[Location identification entries]

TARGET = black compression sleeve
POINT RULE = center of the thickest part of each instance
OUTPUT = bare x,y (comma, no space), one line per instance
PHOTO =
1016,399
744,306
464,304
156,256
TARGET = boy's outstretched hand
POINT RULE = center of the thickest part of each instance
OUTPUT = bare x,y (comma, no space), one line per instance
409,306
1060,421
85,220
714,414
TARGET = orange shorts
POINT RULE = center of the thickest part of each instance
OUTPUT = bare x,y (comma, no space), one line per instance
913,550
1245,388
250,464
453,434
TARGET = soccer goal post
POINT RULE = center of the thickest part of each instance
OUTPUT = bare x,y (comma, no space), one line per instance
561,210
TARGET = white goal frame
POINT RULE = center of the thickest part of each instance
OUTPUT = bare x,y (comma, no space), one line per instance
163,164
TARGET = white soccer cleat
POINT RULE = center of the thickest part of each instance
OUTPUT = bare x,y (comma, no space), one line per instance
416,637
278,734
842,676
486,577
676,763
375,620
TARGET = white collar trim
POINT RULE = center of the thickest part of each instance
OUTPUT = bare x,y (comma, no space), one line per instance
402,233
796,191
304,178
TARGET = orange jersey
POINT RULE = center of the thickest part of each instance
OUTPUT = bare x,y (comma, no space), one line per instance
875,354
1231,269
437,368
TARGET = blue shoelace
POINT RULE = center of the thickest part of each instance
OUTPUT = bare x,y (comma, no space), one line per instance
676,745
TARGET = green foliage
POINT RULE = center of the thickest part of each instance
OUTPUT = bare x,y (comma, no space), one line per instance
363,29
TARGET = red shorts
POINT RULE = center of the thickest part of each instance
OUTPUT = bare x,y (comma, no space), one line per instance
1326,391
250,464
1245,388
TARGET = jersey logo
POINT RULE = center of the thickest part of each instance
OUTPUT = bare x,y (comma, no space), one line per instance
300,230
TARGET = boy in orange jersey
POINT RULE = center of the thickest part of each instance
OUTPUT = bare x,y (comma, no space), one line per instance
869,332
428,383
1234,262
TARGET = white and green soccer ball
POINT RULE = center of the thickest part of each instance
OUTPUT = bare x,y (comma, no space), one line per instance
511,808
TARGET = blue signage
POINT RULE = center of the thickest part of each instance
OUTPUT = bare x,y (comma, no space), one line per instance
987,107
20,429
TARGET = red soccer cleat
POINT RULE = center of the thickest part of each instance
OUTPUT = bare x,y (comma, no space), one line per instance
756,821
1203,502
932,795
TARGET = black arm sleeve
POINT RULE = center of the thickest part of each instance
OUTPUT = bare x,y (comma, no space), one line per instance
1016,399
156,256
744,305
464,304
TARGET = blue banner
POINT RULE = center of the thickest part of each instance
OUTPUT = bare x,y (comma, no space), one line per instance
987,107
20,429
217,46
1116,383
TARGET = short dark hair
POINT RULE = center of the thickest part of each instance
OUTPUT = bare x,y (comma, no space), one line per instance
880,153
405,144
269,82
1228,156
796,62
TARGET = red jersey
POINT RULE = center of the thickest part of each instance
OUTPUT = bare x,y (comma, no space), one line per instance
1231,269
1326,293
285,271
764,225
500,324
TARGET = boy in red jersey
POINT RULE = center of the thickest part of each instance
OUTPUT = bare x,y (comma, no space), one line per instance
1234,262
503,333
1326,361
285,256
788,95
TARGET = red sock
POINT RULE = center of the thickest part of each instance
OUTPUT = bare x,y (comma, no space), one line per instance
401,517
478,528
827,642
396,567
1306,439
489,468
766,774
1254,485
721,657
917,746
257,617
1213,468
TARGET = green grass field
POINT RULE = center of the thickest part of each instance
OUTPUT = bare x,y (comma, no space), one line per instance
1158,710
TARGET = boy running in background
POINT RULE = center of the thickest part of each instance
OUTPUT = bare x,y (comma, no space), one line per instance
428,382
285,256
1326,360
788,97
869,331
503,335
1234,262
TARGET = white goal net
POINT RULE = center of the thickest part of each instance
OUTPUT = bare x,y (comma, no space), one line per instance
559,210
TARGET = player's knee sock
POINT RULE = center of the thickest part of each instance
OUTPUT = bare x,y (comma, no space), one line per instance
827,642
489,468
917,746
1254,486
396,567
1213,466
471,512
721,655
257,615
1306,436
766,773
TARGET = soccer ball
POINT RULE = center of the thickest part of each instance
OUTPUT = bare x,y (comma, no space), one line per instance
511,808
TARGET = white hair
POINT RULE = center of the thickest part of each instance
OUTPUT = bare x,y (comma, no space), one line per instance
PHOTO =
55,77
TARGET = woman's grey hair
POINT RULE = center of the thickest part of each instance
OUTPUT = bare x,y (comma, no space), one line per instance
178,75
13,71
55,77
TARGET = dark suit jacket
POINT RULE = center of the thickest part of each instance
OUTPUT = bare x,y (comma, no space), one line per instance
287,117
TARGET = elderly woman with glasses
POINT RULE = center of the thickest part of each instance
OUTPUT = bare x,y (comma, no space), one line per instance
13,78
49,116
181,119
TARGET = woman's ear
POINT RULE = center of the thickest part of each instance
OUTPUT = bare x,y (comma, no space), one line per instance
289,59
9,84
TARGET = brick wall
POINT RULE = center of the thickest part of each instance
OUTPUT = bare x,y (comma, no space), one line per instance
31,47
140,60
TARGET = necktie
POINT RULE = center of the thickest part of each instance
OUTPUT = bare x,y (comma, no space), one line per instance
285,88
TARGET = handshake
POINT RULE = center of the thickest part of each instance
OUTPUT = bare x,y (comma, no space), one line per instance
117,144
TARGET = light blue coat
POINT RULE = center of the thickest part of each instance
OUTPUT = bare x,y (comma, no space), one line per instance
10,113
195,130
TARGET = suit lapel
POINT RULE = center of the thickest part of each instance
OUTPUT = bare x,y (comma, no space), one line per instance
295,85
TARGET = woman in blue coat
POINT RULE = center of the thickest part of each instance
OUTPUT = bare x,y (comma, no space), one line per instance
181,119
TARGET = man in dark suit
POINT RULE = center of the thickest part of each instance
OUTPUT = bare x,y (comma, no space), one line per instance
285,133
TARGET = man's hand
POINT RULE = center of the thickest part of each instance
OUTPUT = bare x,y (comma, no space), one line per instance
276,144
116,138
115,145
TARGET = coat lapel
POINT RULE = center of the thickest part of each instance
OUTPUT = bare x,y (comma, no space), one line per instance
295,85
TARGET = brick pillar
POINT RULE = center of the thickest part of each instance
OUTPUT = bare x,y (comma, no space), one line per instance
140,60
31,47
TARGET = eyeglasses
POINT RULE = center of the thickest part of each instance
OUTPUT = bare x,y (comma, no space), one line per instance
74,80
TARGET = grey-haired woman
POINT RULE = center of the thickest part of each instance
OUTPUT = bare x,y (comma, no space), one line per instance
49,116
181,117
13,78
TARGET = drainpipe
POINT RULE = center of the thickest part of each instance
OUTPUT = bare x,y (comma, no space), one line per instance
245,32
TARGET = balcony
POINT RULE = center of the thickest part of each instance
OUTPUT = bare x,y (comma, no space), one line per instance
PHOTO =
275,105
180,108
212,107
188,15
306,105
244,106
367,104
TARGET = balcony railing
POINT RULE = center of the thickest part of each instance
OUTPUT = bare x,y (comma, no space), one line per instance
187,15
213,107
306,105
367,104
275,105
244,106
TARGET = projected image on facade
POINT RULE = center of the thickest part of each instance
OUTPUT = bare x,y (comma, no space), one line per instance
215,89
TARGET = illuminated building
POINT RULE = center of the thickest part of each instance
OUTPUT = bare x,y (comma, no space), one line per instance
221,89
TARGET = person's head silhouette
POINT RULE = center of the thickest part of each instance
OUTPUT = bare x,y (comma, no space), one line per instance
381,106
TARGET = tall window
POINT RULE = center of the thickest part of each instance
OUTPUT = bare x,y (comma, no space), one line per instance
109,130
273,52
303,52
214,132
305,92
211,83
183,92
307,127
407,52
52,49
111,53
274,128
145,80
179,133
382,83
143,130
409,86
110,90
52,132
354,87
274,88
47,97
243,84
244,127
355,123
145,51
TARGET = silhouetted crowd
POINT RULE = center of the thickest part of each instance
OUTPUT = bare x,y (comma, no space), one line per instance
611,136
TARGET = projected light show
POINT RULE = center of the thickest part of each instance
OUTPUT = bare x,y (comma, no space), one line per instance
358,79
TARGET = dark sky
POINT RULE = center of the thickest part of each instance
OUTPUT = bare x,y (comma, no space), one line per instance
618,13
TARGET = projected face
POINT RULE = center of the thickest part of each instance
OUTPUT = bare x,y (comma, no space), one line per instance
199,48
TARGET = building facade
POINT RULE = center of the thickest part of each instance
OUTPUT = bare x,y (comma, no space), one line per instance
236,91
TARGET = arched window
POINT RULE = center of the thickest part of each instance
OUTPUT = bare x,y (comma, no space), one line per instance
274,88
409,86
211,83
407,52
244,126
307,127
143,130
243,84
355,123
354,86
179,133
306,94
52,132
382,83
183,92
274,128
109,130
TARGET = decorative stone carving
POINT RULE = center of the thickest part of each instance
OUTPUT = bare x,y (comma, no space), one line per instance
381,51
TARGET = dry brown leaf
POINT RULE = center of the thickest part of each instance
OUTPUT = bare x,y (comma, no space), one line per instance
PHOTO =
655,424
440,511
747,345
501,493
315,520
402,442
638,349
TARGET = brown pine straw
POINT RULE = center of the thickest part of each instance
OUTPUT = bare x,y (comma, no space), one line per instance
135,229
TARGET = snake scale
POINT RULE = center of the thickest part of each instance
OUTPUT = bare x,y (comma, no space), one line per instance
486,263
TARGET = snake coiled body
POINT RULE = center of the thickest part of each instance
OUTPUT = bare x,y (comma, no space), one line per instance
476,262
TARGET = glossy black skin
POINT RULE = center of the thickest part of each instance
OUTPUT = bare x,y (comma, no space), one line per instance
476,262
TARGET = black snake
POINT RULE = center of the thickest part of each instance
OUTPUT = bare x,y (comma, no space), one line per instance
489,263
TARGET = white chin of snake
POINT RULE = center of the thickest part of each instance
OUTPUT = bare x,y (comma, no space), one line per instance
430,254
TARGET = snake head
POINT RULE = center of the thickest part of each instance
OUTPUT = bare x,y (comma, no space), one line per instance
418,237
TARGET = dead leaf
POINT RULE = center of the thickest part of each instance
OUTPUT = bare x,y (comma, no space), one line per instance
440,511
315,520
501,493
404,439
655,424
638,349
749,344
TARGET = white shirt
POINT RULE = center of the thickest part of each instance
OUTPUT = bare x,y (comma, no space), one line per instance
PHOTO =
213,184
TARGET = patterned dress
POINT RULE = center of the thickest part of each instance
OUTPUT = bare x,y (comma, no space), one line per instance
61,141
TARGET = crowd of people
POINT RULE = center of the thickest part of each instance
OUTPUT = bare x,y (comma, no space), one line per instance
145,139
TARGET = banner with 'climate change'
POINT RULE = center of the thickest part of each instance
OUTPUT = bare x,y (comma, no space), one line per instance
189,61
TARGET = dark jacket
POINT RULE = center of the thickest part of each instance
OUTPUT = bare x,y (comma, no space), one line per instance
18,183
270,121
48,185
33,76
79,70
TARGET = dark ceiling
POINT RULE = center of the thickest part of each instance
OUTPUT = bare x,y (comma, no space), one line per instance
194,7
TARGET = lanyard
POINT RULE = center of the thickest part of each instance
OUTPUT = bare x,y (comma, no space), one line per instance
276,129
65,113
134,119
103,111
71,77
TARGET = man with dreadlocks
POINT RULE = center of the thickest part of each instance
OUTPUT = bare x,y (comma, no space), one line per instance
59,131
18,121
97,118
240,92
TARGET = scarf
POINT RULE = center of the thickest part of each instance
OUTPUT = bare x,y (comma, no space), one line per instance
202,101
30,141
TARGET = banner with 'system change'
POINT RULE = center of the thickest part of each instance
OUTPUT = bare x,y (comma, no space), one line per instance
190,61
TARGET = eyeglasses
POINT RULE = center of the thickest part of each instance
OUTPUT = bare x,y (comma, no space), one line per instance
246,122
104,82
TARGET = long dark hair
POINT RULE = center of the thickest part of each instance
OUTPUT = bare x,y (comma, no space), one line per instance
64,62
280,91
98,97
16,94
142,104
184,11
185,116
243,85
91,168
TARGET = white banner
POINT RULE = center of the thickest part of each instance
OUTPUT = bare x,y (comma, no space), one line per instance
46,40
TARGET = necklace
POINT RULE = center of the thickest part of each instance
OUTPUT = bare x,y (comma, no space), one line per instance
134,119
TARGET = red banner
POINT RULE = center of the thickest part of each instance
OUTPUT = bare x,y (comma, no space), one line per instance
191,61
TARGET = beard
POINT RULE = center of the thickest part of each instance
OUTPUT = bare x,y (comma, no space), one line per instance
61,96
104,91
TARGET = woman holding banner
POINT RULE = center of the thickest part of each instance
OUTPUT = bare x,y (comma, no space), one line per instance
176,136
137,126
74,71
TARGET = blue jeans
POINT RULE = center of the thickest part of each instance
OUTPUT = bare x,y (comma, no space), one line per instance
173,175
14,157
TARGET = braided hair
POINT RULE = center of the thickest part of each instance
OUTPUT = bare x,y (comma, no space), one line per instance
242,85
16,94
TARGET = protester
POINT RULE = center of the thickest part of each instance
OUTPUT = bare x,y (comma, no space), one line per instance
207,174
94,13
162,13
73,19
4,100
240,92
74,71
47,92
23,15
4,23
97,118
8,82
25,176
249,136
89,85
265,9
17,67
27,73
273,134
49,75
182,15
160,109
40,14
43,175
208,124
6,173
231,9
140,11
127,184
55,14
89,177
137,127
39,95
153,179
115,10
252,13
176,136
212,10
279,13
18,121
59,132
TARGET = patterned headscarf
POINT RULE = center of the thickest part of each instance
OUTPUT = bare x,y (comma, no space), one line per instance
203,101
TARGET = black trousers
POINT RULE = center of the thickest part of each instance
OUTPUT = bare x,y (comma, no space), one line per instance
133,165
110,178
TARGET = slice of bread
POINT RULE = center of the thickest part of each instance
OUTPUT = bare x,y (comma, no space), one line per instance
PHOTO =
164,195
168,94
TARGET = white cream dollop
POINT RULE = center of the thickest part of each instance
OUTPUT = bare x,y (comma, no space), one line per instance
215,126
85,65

◆ Task statement: Give back exactly the lines running from the line containing "TARGET = protester" through the end of the material above, both included, and nothing beyond them.

◆ Task response:
TARGET = protester
POINT RULE = center of the thickest part of each instance
OUTPUT = bare x,y (comma, no space), one line per instance
207,174
94,13
162,13
73,19
4,100
240,92
74,71
47,92
23,15
4,23
97,118
8,82
25,176
249,136
89,85
265,9
17,67
27,73
273,134
49,75
182,15
160,109
40,14
43,175
208,124
6,173
231,9
140,11
127,184
55,14
89,177
137,127
39,95
153,179
115,10
252,13
176,136
212,10
279,13
18,121
59,132
TARGET = patterned headscarf
POINT RULE = center of the thickest part of each instance
OUTPUT = bare x,y (comma, no space), one line per instance
203,101
TARGET = black trousers
POINT RULE = center of the thickest part of each instance
OUTPUT = bare x,y (comma, no space), one line per instance
133,165
110,178
TARGET = slice of bread
POINT RULE = center of the thickest part of each instance
OUTPUT = bare x,y (comma, no space), one line per instance
PHOTO =
164,195
168,94
TARGET = white cream dollop
POINT RULE = center of the thickest part of each instance
OUTPUT = bare x,y (comma, no space), one line per instance
215,126
85,65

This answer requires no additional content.